* **Assignment**
Please rewrite the paragraph that begins "As more data have come in" in the nusinersen sales report as a short bulleted list that keeps its main figures.

* **Page extract**
┄┄┄┄┄┄┄┄┄┄

Another quarter is in the books for Biogen’s nusinersen (Spinraza), the first ever approved drug for spinal muscular atrophy. And despite the drug’s high price and the logistical bottlenecks involved in rolling it out in treatment centers across the country, the Cambridge, MA, company is starting to gain traction.
Biogen (NASDAQ: BIIB) reported $203 million in quarterly nusinersen sales this morning, well past consensus analyst estimates of about $70 million. Those numbers, which include $195 million in U.S. sales and $8 million abroad, helped push Biogen shares up more than 5 percent this morning, to $300 apiece in pre-market trading—levels Biogen’s stock hasn’t reached since last November.
The sales numbers include a one-time $30 million figure for inventory stocking of nusinersen in the U.S., but as analyst Geoffrey Porges of Leerink Partners noted, even without that number sales would’ve been well beyond expectations.
The FDA approved nusinersen in December for children and adults with all forms of SMA, a degenerative muscle disease that can rob people of their ability to walk and function independently. But despite that broad approval, the drug’s high price—$750,000 for the first year of treatment, and $375,000 each year thereafter—several insurers put up barriers, saying they first wanted to see published data in patients with certain types of SMA before approving coverage (there are 5 types in all, classified from 0 to 4). Treatment centers have also faced logistical struggles stocking the drug and preparing for the complicated procedures required to administer it. Nusinersen is one of the few RNA-based medicines on the market, and requires periodic infusions into a patient’s cerebrospinal fluid.
As Xconomy has detailed, during that time, some frustrated patients and their families have had to wait months before receiving treatment, while others were still awaiting insurance coverage. The drug became a flashpoint for the rising costs of rare disease medicines with no other treatments—big business in the pharmaceutical world—and whether those prices would cause backlash from payers.
As more data have come in from Biogen, however, including details from a key 126-patient study called CHERISH in April, sales have picked up and coverage has widened. As of late April, Biogen had said 100 commercial plans and 65 Medicaid plans approved “individual cases” of nusinersen, that 88 sites had administered it, and 203 total sites had submitted “start forms,” which patients fill out to try to gain access to the drug. Those numbers have grown. According to Biogen’s slide presentation today, 145 sites have administered the drug as of July 14, and 233 sites have submitted start forms. Coverage of patients with Medicaid or private insurance has also picked up—80 percent of patients covered with commercial insurance and 60 percent of those on Medicaid have broad access to the drug, Biogen said in its presentation.
On a conference call Tuesday morning, CEO Michel Vounatsos said two thirds of the patients treated to date have either Type 2 or Type 3 SMA. (Patients with Type 1 SMA are diagnosed in infancy and often die at an early age; Type 2 and Type 3 progress more slowly, though patients might never be able to walk, or lose that ability later in life.) Vounatsos cautioned, however, that continued uptake of the drug in these patients may be slow. A majority of patients who have Type 2 have previously had spinal surgery, making it difficult to give them nusinersen. The company is working on solutions with physicians. Nusinersen sales may also slow as patients transition from the first, higher-priced year ($750,000) of treatment to the subsequent, lower-priced years ($375,000), Vounatsos said.
The drug was recently approved in Europe, Japan, and Canada. Biogen estimates there are about 12,000 SMA patients in these countries, Vounatsos said.
The launch’s success is critical for Biogen, which has no other near-term commercial opportunities in its pipeline and has bet heavy on risky neuroscience programs—a strategy first championed by former CEO George Scangos but carried over by Vounatsos. Biogen’s most advanced experimental treatment, aducanumab, won’t produce Phase 3 data until 2019 in the high-risk field of Alzheimer’s disease, which is littered with late-stage failures. The company also recently acquired an experimental stroke drug by buying Remedy Pharmaceuticals, of New York, but a Phase 3 study won’t begin until next year. More acquisitions are likely, but so are future job cuts. The company said in a statement this morning that it intends to “increase business development activity” but also streamline operations. By 2019, some $400 million in yearly cash “may be available” to back top R&D programs, Biogen said.

┄┄┄┄┄┄┄┄┄┄

* **Dataset entries**
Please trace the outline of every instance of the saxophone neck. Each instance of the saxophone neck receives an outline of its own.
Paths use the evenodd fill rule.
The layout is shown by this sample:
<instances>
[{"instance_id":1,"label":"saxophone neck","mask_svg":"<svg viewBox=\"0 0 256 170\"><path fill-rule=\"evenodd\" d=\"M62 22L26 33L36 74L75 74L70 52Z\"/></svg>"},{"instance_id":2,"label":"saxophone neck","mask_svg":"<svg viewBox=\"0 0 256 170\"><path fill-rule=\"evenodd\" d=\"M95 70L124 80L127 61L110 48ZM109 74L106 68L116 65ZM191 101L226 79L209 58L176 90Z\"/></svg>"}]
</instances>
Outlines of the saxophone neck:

┄┄┄┄┄┄┄┄┄┄

* **Solution to this problem**
- Sales and coverage picked up as more data came in from Biogen, including details from the 126-patient CHERISH study in April.
- As of late April, 100 commercial plans and 65 Medicaid plans had approved "individual cases," 88 sites had administered the drug, and 203 sites had submitted start forms, which patients fill out to try to gain access to the drug.
- As of July 14, according to Biogen's slide presentation, 145 sites had administered the drug and 233 had submitted start forms.
- Broad access now covers 80 percent of commercially insured patients and 60 percent of Medicaid patients.